### Tasks to carry out
1) Reproduce word for word the part of the appellate opinion that opens with the words containing "[A] determination whether" and closes with "366, 378 (1995)).".
2) Using the appellate opinion, mark each statement yes or no and quote the words that decide it: (a) the motion judge granted defendants' motion to strike; (b) defendants cross-appealed from the order on the motion to strike; (c) the reviewing court defers to the motion judge's legal conclusions.
3) According to the appellate opinion, why did the motion judge deny defendants' motion to strike portions of plaintiff's opposition?

### Text

* * * *

On appeal from the Superior Court of New Jersey, Law Division, Monmouth County, Docket No. L-2004-07.
NOT FOR PUBLICATION WITHOUT THE APPROVAL OF THE APPELLATE DIVISION
Before Judges Graves, Messano and Waugh.
Plaintiff Vicki Palmer appeals from the grant of summary judgment to defendants Shore Culinary, LLC, d/b/a The Mill at Spring Lake Heights (The Mill), Don Rodgers and Tamar Tolchin (collectively, defendants). Plaintiff contends that the motion judge misapplied summary judgment standards and her complaint should be reinstated since "a reasonable jury could find that defendants discriminated against [her] because of her age." Plaintiff further argues that Rodgers and Tolchin "may be held [individually] liable as aiders and abettors of unlawful discrimination" and her complaint against them should also be restored. Lastly, plaintiff contends that the judge erred in dismissing her claim under the New Jersey Wage Payment Law, N.J.S.A. 34:11-4.1 to -4.14 (the WPL).
In addition, when they sought summary judgment, defendants moved to strike certain portions of plaintiff's opposition, arguing it violated N.J.S.A. 43:21-11(g) (providing that in the context of claims for unemployment benefits "[a]ll records, reports and other information obtained from employers . . . shall not be subject to subpoena or admissible in evidence in any civil action or proceeding other than one arising under this chapter"). Having granted summary judgment in their favor, the motion judge denied defendants' motion to strike as moot. Defendants have cross-appealed from that order.
When reviewing a grant of summary judgment, we employ the same standards used by the motion judge. Atl. Mut. Ins. Co. v. Hillside Bottling Co., Inc., 387 N.J. Super. 224, 230 (App. Div.), certif. denied, 189 N.J. 104 (2006). We first determine whether the moving party has demonstrated there were no genuine disputes as to material facts. Ibid.
[A] determination whether there exists a "genuine issue" of material fact that precludes summary judgment requires the motion judge to consider whether the competent evidential materials presented, when viewed in the light most favorable to the non-moving party, are sufficient to permit a rational factfinder to resolve the alleged disputed issue in favor of the non-moving party. [Brill v. Guardian Life Ins. Co. of Am., 142 N.J. 520, 540 (1995).]
We then decide "whether the motion judge's application of the law was correct." Atl. Mut. Ins., supra, 387 N.J. Super. at 231. In doing so, we owe no deference to the motion judge's legal conclusions. Ibid. (citing Manalapan Realty, L.P. v. Twp. Comm. of Manalapan, 140 N.J. 366, 378 (1995)).

* * * *

### Record list
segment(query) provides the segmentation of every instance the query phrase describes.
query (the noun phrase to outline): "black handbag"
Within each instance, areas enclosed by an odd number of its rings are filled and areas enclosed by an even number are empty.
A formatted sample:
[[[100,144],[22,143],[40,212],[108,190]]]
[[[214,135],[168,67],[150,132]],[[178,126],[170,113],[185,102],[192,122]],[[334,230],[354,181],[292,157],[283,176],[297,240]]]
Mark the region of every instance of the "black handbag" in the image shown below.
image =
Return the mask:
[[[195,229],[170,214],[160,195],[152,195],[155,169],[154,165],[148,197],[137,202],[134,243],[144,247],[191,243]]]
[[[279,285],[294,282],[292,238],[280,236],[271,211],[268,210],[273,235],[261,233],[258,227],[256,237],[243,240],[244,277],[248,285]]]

* * * *

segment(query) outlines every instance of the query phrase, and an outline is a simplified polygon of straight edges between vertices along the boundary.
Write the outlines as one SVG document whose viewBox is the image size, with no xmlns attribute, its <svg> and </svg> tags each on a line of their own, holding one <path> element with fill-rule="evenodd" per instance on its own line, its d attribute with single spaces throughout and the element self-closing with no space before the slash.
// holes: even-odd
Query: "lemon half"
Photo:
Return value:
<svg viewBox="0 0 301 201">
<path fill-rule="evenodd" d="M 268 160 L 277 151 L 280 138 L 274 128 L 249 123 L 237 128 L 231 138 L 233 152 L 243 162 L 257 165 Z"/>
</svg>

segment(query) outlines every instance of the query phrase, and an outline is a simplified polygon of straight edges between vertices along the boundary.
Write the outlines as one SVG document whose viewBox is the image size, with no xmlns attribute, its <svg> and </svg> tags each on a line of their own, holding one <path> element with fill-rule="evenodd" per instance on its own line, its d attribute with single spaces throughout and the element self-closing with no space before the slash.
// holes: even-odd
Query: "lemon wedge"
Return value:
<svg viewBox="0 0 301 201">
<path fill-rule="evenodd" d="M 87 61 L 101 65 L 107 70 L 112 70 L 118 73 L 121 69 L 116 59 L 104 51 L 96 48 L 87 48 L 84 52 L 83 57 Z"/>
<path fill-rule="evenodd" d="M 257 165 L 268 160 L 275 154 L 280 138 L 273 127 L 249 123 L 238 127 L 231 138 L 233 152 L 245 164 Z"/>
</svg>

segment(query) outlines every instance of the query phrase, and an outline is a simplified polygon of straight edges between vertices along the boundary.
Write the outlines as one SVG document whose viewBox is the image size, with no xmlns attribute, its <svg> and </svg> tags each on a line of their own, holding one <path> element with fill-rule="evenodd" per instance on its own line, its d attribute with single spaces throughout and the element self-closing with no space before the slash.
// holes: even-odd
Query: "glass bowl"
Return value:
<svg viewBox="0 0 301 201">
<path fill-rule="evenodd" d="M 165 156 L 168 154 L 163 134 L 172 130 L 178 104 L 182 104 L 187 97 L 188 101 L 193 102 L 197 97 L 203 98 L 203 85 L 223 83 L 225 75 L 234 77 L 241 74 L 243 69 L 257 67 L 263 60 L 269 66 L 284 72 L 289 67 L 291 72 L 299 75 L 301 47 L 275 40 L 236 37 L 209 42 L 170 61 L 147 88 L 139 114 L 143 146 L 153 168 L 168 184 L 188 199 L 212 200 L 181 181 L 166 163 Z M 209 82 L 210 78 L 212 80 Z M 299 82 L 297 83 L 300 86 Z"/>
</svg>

* * * *

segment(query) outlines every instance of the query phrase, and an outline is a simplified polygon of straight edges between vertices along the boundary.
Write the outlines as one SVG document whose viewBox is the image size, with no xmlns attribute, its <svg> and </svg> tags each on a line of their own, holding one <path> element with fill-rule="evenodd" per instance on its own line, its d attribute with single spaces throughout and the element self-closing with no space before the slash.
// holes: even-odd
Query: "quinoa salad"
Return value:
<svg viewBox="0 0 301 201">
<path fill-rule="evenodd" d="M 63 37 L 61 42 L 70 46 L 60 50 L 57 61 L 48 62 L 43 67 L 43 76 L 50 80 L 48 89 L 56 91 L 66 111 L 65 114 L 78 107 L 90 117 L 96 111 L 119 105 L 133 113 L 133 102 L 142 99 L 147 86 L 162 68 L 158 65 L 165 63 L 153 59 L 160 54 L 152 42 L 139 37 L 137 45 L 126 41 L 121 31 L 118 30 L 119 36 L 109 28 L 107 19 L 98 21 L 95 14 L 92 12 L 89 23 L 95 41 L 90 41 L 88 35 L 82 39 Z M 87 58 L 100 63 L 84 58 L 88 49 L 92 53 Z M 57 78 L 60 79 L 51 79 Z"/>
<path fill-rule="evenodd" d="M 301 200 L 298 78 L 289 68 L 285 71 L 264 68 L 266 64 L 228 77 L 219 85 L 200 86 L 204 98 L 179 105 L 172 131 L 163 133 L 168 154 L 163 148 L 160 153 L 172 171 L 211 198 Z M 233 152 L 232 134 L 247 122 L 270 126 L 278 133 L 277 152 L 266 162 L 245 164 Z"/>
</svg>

* * * *

### Per-task outputs
1)
[A] determination whether there exists a "genuine issue" of material fact that precludes summary judgment requires the motion judge to consider whether the competent evidential materials presented, when viewed in the light most favorable to the non-moving party, are sufficient to permit a rational factfinder to resolve the alleged disputed issue in favor of the non-moving party. [Brill v. Guardian Life Ins. Co. of Am., 142 N.J. 520, 540 (1995).]
We then decide "whether the motion judge's application of the law was correct." Atl. Mut. Ins., supra, 387 N.J. Super. at 231. In doing so, we owe no deference to the motion judge's legal conclusions. Ibid. (citing Manalapan Realty, L.P. v. Twp. Comm. of Manalapan, 140 N.J. 366, 378 (1995)).

2)
(a) No: "the motion judge denied defendants' motion to strike as moot."
(b) Yes: "Defendants have cross-appealed from that order."
(c) No: "we owe no deference to the motion judge's legal conclusions."

3) The motion judge had already granted summary judgment in defendants' favor. That made the motion to strike moot, so the judge denied it.